* **Exercise brief**:
Return every line of the listing below verbatim.

(Items from a data source)
◆ ◆ ◆ ◆ ◆ ◆ ◆
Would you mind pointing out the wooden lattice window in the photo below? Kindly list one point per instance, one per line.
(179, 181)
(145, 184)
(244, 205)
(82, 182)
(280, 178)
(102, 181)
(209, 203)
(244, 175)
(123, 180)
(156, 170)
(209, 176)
◆ ◆ ◆ ◆ ◆ ◆ ◆
* **Complete answer**:
Would you mind pointing out the wooden lattice window in the photo below? Kindly list one point per instance, one per line.
(179, 181)
(145, 184)
(244, 205)
(82, 182)
(280, 178)
(102, 181)
(209, 203)
(244, 175)
(123, 180)
(156, 170)
(209, 176)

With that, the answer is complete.